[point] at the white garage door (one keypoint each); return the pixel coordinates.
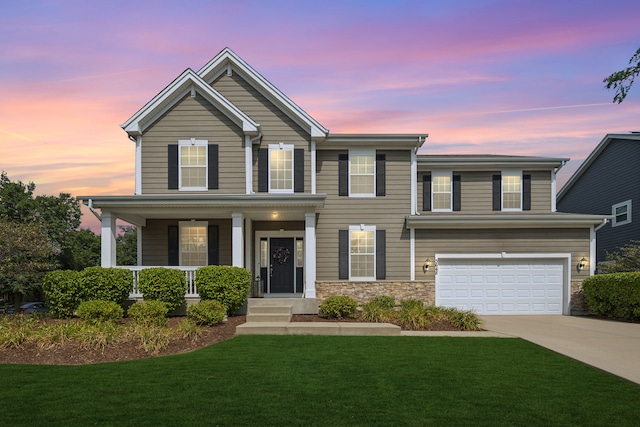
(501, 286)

...

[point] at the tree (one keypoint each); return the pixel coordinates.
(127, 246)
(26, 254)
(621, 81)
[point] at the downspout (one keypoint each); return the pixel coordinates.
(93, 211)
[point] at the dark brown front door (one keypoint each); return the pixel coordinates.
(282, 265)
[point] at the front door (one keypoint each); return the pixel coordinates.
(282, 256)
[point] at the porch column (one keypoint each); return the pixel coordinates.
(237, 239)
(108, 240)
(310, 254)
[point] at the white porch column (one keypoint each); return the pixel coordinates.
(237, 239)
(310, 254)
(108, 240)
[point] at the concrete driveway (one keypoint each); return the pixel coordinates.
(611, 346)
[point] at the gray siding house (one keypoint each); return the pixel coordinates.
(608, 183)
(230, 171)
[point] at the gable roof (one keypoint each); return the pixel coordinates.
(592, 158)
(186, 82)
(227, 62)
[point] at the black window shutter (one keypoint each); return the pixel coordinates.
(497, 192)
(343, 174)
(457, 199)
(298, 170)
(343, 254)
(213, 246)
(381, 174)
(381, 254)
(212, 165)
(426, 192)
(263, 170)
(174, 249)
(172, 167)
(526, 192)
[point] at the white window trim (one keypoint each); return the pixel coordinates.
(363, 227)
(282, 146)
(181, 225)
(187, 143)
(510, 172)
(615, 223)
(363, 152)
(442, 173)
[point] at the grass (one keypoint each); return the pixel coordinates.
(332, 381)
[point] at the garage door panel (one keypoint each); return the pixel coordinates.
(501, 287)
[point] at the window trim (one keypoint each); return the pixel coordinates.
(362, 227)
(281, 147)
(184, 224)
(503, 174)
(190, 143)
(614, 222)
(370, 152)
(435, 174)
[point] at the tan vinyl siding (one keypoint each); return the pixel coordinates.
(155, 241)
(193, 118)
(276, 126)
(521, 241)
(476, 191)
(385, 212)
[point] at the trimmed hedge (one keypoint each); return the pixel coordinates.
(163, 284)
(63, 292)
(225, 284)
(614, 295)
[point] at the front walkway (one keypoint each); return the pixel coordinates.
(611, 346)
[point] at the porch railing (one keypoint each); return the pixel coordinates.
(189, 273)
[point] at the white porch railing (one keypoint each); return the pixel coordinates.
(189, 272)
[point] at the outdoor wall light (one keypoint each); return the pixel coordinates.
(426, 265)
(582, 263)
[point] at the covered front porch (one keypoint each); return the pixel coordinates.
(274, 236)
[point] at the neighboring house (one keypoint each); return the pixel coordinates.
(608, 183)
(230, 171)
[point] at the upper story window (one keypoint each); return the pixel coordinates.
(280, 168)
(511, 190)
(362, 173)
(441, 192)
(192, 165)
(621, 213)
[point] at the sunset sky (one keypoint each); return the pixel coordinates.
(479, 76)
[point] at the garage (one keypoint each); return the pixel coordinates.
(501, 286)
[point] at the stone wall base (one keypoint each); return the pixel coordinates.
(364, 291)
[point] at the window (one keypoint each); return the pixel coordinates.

--

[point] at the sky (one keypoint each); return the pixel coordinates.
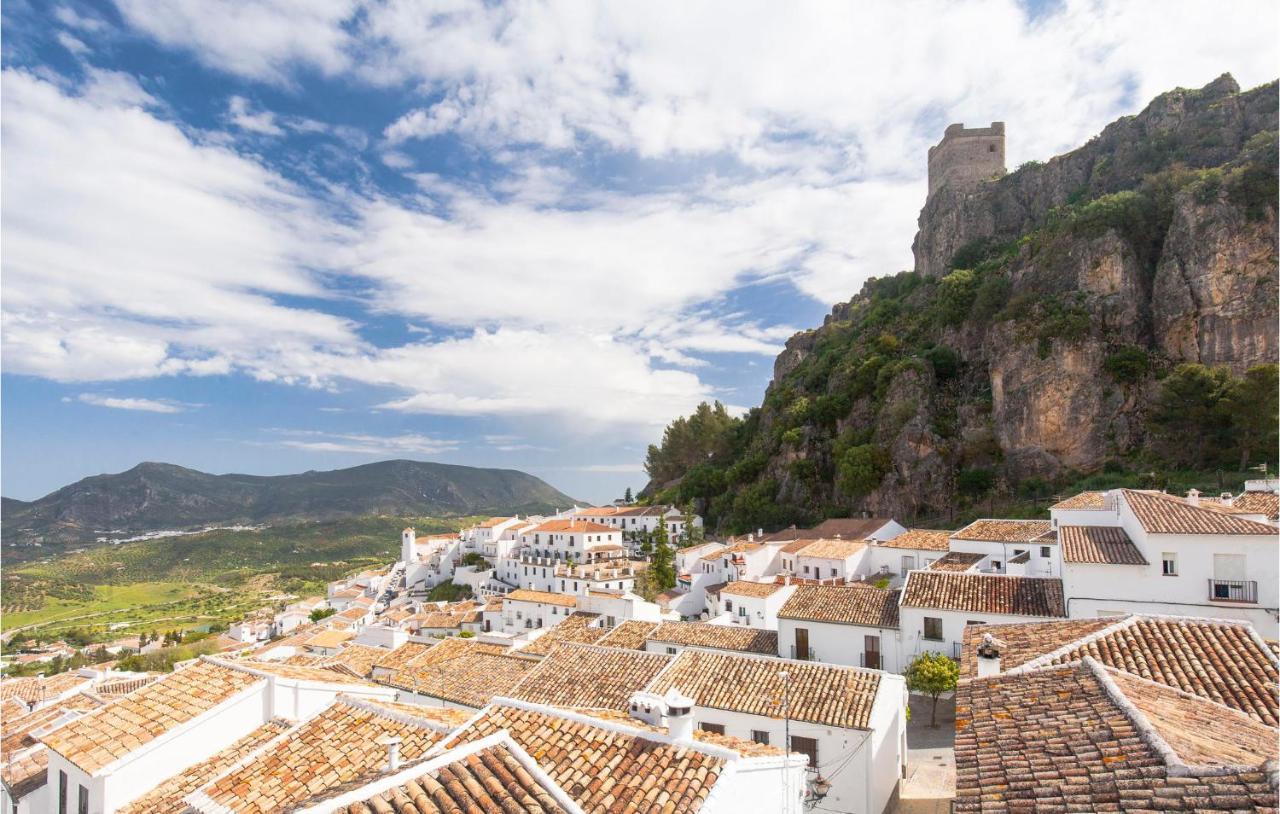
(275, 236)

— Description of the task —
Pick out each line in the records that contains the word "front", and copy those lines.

— Response to this task —
[point] at the dark brown front door (one keypoint each); return the pixel coordinates.
[point] at the front door (one keypoint each); return the pixel coordinates.
[point] at the front walkway (one keypoint each); return the pixel coordinates.
[point] at the covered front porch (one keypoint each); return the pixel coordinates.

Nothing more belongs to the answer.